-- Written task --
Return every line of the material that contains the word "white", matching case exactly.
┌─ Dataset extract
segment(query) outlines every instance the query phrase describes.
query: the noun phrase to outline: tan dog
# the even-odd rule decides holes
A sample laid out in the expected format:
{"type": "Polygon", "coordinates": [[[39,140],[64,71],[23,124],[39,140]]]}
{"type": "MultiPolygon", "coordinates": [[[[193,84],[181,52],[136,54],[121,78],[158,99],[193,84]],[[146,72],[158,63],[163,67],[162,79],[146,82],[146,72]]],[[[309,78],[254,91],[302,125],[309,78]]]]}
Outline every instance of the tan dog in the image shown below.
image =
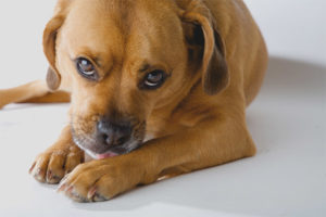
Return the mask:
{"type": "Polygon", "coordinates": [[[30,171],[47,183],[67,174],[60,191],[73,200],[255,154],[244,111],[267,52],[241,0],[59,0],[43,47],[49,88],[1,90],[0,106],[72,93],[71,125],[30,171]]]}

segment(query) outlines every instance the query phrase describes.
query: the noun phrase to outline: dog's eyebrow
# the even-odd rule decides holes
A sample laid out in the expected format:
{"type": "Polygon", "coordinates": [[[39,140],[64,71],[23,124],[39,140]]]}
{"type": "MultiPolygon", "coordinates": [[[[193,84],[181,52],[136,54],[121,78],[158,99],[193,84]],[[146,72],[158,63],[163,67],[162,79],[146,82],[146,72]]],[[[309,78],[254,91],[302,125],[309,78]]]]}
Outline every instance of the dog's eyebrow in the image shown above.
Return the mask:
{"type": "Polygon", "coordinates": [[[151,67],[150,64],[143,63],[142,66],[141,66],[141,68],[139,69],[139,72],[145,73],[145,72],[147,72],[150,67],[151,67]]]}
{"type": "Polygon", "coordinates": [[[77,58],[87,58],[90,59],[93,63],[97,64],[98,67],[102,67],[102,59],[99,54],[91,52],[89,49],[84,49],[84,52],[80,52],[77,58]]]}

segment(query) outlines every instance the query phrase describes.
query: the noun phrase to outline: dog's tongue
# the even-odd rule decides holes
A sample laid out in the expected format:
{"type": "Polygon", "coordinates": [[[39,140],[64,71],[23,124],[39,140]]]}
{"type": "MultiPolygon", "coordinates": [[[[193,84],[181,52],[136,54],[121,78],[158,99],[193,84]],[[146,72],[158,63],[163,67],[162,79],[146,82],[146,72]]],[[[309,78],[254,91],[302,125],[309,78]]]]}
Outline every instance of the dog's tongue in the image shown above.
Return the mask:
{"type": "Polygon", "coordinates": [[[109,158],[109,157],[113,157],[113,156],[117,156],[117,154],[115,154],[113,152],[108,152],[105,154],[98,154],[97,155],[98,159],[104,159],[104,158],[109,158]]]}

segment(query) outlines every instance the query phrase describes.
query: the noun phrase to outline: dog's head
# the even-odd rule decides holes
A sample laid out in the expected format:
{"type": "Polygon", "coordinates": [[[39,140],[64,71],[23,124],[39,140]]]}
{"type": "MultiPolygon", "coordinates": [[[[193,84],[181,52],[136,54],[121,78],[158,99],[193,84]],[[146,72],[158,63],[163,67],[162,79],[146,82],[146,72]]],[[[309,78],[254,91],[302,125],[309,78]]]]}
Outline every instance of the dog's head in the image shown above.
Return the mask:
{"type": "Polygon", "coordinates": [[[141,145],[154,110],[202,80],[228,85],[224,43],[196,0],[60,0],[43,35],[51,90],[72,91],[75,142],[91,156],[141,145]]]}

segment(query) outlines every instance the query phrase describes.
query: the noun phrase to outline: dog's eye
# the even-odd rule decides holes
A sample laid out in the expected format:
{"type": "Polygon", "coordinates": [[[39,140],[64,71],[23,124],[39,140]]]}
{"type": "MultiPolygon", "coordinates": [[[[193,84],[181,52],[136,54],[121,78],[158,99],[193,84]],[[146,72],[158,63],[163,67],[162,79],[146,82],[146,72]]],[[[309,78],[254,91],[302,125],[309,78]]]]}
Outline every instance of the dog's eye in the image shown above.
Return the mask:
{"type": "Polygon", "coordinates": [[[156,69],[146,75],[142,86],[146,89],[156,89],[163,85],[165,78],[166,74],[156,69]]]}
{"type": "Polygon", "coordinates": [[[97,71],[93,66],[93,64],[85,59],[85,58],[79,58],[76,61],[76,66],[78,73],[89,79],[97,79],[97,71]]]}

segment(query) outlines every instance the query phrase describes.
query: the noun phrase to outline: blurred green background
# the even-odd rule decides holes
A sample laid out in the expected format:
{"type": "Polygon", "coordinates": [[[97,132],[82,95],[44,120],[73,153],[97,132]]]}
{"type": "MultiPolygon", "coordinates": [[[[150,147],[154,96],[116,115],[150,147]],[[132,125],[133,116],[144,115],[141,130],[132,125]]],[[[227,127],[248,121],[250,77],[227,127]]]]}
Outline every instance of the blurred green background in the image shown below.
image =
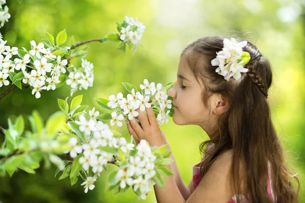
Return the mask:
{"type": "MultiPolygon", "coordinates": [[[[179,55],[183,48],[206,36],[232,36],[239,33],[254,42],[270,61],[274,82],[269,100],[273,121],[287,150],[287,161],[299,173],[305,187],[305,15],[304,1],[291,0],[25,0],[21,4],[7,1],[11,15],[0,29],[7,45],[30,47],[29,42],[40,42],[45,31],[53,35],[67,29],[68,39],[77,41],[102,38],[116,31],[115,21],[126,15],[137,17],[146,26],[140,47],[135,55],[116,50],[117,44],[90,44],[85,58],[95,66],[94,87],[79,91],[83,105],[102,109],[95,97],[108,98],[126,91],[121,82],[138,86],[144,79],[165,84],[176,80],[179,55]],[[233,31],[234,30],[234,31],[233,31]]],[[[65,46],[69,46],[66,43],[65,46]]],[[[72,63],[80,65],[80,59],[72,63]]],[[[8,87],[0,88],[4,92],[8,87]]],[[[55,91],[43,91],[40,99],[30,89],[15,89],[0,100],[0,125],[6,128],[7,119],[31,113],[37,109],[46,120],[59,110],[57,98],[70,96],[64,85],[55,91]]],[[[69,99],[71,102],[71,98],[69,99]]],[[[182,178],[187,184],[192,179],[192,165],[200,161],[199,146],[208,139],[195,126],[177,126],[171,119],[161,127],[170,144],[182,178]]],[[[114,129],[129,139],[127,127],[114,129]]],[[[0,143],[3,138],[0,138],[0,143]]],[[[109,164],[108,164],[109,165],[109,164]]],[[[98,180],[96,188],[87,194],[80,185],[71,187],[70,180],[54,178],[55,167],[40,168],[33,175],[23,171],[0,178],[0,200],[6,202],[156,202],[154,192],[146,200],[138,200],[129,189],[115,195],[105,191],[105,178],[114,166],[98,180]]],[[[305,202],[304,190],[300,202],[305,202]]]]}

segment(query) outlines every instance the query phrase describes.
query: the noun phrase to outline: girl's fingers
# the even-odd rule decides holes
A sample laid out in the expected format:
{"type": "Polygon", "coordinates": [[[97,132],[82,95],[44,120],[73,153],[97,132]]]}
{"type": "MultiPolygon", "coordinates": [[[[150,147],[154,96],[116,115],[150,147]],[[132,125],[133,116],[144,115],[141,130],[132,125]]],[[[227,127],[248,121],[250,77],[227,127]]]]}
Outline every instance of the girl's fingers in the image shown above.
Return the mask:
{"type": "Polygon", "coordinates": [[[151,107],[146,108],[146,111],[147,113],[147,117],[148,118],[148,121],[151,126],[159,126],[157,119],[156,119],[156,116],[154,110],[151,107]]]}
{"type": "Polygon", "coordinates": [[[144,112],[141,111],[140,109],[137,109],[136,111],[139,113],[139,119],[140,120],[140,122],[141,122],[141,124],[142,125],[143,129],[148,129],[148,128],[149,127],[149,123],[148,123],[148,120],[147,120],[147,117],[146,115],[145,115],[144,112]]]}
{"type": "Polygon", "coordinates": [[[133,129],[132,129],[132,127],[130,125],[130,123],[129,121],[127,121],[127,128],[128,128],[128,131],[129,131],[129,133],[136,141],[136,143],[138,144],[138,143],[140,142],[140,141],[139,140],[139,138],[138,137],[138,135],[137,134],[137,133],[136,133],[133,129]]]}
{"type": "Polygon", "coordinates": [[[138,138],[140,139],[143,134],[143,129],[142,129],[140,125],[138,124],[138,122],[136,121],[136,119],[134,117],[132,118],[132,120],[128,120],[128,121],[129,121],[129,123],[130,124],[134,132],[135,132],[136,134],[137,134],[138,138]]]}

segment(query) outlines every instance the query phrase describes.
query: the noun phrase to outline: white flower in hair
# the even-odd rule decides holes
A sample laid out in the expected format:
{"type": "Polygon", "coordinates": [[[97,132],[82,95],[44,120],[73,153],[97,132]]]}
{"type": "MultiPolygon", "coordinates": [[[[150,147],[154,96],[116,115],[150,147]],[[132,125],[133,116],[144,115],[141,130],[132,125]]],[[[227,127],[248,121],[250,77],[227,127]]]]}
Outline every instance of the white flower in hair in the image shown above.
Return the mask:
{"type": "Polygon", "coordinates": [[[248,69],[244,68],[243,66],[251,58],[248,52],[242,51],[242,47],[247,43],[247,41],[237,43],[234,38],[231,38],[231,40],[225,38],[224,48],[217,53],[216,58],[211,61],[212,65],[218,66],[215,70],[216,73],[224,76],[227,81],[231,77],[236,80],[240,79],[240,73],[248,71],[248,69]]]}

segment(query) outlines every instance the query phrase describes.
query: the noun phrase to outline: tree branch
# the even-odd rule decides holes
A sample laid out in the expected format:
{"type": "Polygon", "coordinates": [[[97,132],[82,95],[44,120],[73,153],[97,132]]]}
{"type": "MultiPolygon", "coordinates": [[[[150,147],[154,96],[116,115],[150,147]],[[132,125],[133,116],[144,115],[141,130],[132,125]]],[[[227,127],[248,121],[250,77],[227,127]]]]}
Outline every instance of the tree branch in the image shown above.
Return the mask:
{"type": "Polygon", "coordinates": [[[0,99],[1,99],[2,98],[3,98],[5,96],[6,96],[7,94],[8,94],[9,93],[11,92],[11,91],[12,90],[13,90],[14,89],[15,89],[16,87],[17,87],[17,86],[16,85],[12,85],[10,87],[10,88],[9,89],[8,89],[7,90],[6,90],[5,92],[3,92],[2,94],[0,94],[0,99]]]}
{"type": "Polygon", "coordinates": [[[4,134],[4,130],[5,130],[3,129],[2,127],[0,126],[0,133],[5,136],[5,134],[4,134]]]}
{"type": "MultiPolygon", "coordinates": [[[[24,85],[24,84],[22,84],[21,85],[23,87],[24,87],[25,89],[28,88],[29,87],[28,85],[24,85]]],[[[10,86],[10,88],[9,89],[8,89],[7,90],[6,90],[5,92],[3,92],[2,94],[0,94],[0,99],[1,99],[2,98],[3,98],[5,96],[6,96],[7,94],[8,94],[9,93],[11,92],[11,91],[12,90],[13,90],[14,89],[15,89],[16,87],[17,87],[17,86],[15,84],[13,84],[13,85],[12,85],[12,86],[10,86]]]]}
{"type": "Polygon", "coordinates": [[[79,47],[80,45],[82,45],[84,44],[88,43],[91,42],[98,41],[98,42],[102,42],[102,41],[103,40],[103,38],[102,38],[102,39],[92,39],[92,40],[87,40],[86,41],[79,42],[78,43],[75,44],[75,45],[74,45],[73,46],[72,46],[71,47],[70,50],[72,50],[72,49],[75,49],[76,47],[79,47]]]}

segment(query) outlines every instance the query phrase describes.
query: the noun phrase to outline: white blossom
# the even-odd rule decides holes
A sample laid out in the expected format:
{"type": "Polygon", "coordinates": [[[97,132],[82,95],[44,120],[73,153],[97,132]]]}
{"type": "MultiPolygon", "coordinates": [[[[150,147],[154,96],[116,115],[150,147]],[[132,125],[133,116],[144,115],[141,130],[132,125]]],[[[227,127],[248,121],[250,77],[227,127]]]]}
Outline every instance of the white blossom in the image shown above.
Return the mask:
{"type": "Polygon", "coordinates": [[[145,166],[146,163],[142,160],[141,157],[139,156],[135,157],[131,156],[129,157],[130,167],[135,172],[137,175],[140,175],[143,174],[143,168],[145,166]]]}
{"type": "Polygon", "coordinates": [[[128,107],[124,107],[124,113],[126,115],[128,115],[128,119],[132,120],[133,117],[137,117],[139,115],[139,113],[136,111],[139,108],[139,105],[134,101],[131,102],[130,105],[128,107]]]}
{"type": "Polygon", "coordinates": [[[100,115],[100,112],[98,111],[95,111],[95,107],[92,109],[92,110],[89,111],[89,120],[93,120],[95,121],[97,121],[97,117],[100,115]]]}
{"type": "Polygon", "coordinates": [[[118,140],[118,145],[120,149],[124,153],[127,153],[127,150],[133,150],[135,145],[132,143],[127,143],[125,138],[120,138],[118,140]]]}
{"type": "Polygon", "coordinates": [[[48,58],[49,59],[54,60],[54,58],[56,58],[56,56],[52,54],[52,52],[51,52],[51,50],[50,48],[48,48],[46,49],[46,51],[44,52],[44,57],[48,58]]]}
{"type": "Polygon", "coordinates": [[[3,85],[8,86],[10,84],[10,82],[7,80],[9,74],[7,73],[3,74],[0,71],[0,87],[2,87],[3,85]]]}
{"type": "Polygon", "coordinates": [[[77,139],[72,138],[69,141],[69,145],[70,146],[70,155],[72,158],[75,158],[77,154],[80,154],[82,151],[81,147],[77,146],[77,139]]]}
{"type": "Polygon", "coordinates": [[[125,188],[126,184],[131,186],[133,184],[133,180],[131,177],[132,176],[130,169],[127,167],[120,169],[116,174],[116,178],[120,181],[119,186],[121,188],[125,188]]]}
{"type": "Polygon", "coordinates": [[[101,150],[98,149],[99,145],[95,140],[91,140],[88,144],[83,145],[83,154],[85,156],[89,157],[101,153],[101,150]]]}
{"type": "Polygon", "coordinates": [[[88,188],[90,190],[92,190],[95,187],[95,186],[93,184],[93,183],[97,180],[97,177],[94,176],[87,177],[87,179],[85,182],[82,183],[80,185],[85,185],[84,188],[85,188],[85,193],[86,193],[88,192],[88,188]]]}
{"type": "Polygon", "coordinates": [[[41,56],[40,53],[45,53],[47,52],[46,49],[44,48],[44,44],[42,42],[40,42],[38,45],[36,45],[36,42],[35,41],[32,40],[30,42],[30,45],[33,46],[32,50],[30,50],[28,52],[32,56],[36,55],[37,58],[41,58],[41,56]]]}
{"type": "Polygon", "coordinates": [[[86,136],[89,136],[91,132],[96,130],[95,124],[96,122],[91,120],[87,121],[85,116],[80,115],[79,116],[79,121],[76,121],[75,122],[79,124],[79,130],[85,133],[86,136]]]}
{"type": "Polygon", "coordinates": [[[19,70],[20,69],[21,71],[24,71],[26,67],[26,64],[30,62],[30,59],[29,59],[29,55],[26,54],[23,56],[23,58],[20,59],[16,58],[14,60],[14,61],[16,63],[16,66],[15,69],[16,70],[19,70]]]}
{"type": "Polygon", "coordinates": [[[52,64],[48,63],[47,60],[47,58],[43,57],[41,60],[36,60],[34,61],[35,67],[43,76],[46,75],[46,72],[50,72],[52,69],[52,64]]]}
{"type": "Polygon", "coordinates": [[[71,85],[71,88],[75,88],[79,83],[79,79],[80,77],[80,74],[79,73],[77,72],[74,74],[74,73],[71,72],[69,75],[69,79],[67,80],[67,84],[71,85]]]}
{"type": "Polygon", "coordinates": [[[40,85],[40,84],[38,82],[34,82],[33,83],[33,89],[32,90],[32,94],[35,94],[35,97],[37,98],[40,98],[40,92],[44,89],[46,89],[47,87],[45,86],[40,85]]]}
{"type": "Polygon", "coordinates": [[[49,83],[49,85],[47,86],[47,90],[48,91],[51,89],[52,90],[55,90],[56,89],[56,84],[60,82],[58,78],[54,76],[51,78],[47,78],[46,81],[49,83]]]}
{"type": "Polygon", "coordinates": [[[127,41],[128,37],[128,33],[129,32],[129,30],[130,29],[130,25],[128,25],[126,27],[122,27],[121,29],[121,35],[119,37],[119,39],[123,41],[127,41]]]}
{"type": "Polygon", "coordinates": [[[121,92],[117,93],[116,97],[114,95],[112,94],[109,96],[109,102],[108,102],[107,105],[112,108],[112,109],[115,108],[117,107],[118,101],[123,98],[123,94],[121,92]]]}
{"type": "Polygon", "coordinates": [[[11,48],[9,46],[5,47],[6,51],[3,52],[3,54],[6,55],[6,58],[11,58],[13,57],[13,55],[16,55],[18,53],[18,47],[13,47],[11,48]]]}
{"type": "Polygon", "coordinates": [[[147,79],[144,79],[143,82],[144,85],[140,85],[140,88],[141,89],[144,89],[145,90],[145,94],[155,94],[156,92],[156,87],[155,87],[155,83],[152,82],[149,84],[148,81],[147,79]]]}
{"type": "Polygon", "coordinates": [[[110,124],[111,126],[113,126],[115,124],[119,127],[121,127],[123,125],[123,123],[121,122],[124,120],[124,116],[122,114],[120,114],[118,116],[116,112],[113,112],[111,113],[111,117],[112,119],[110,120],[110,124]]]}

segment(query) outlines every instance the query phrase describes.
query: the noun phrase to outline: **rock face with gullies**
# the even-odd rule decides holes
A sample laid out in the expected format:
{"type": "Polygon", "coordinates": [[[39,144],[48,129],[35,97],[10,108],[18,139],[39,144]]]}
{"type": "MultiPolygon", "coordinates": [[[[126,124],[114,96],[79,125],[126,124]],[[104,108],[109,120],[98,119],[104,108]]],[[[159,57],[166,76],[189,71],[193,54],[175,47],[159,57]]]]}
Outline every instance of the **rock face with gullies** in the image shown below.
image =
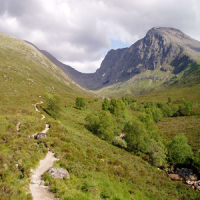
└─
-- Result of this task --
query: the noun phrase to outline: white flower in hair
Outline every instance of the white flower in hair in the image shown above.
query: the noun phrase to outline: white blossom
Outline every instance of the white blossom in the image shown above.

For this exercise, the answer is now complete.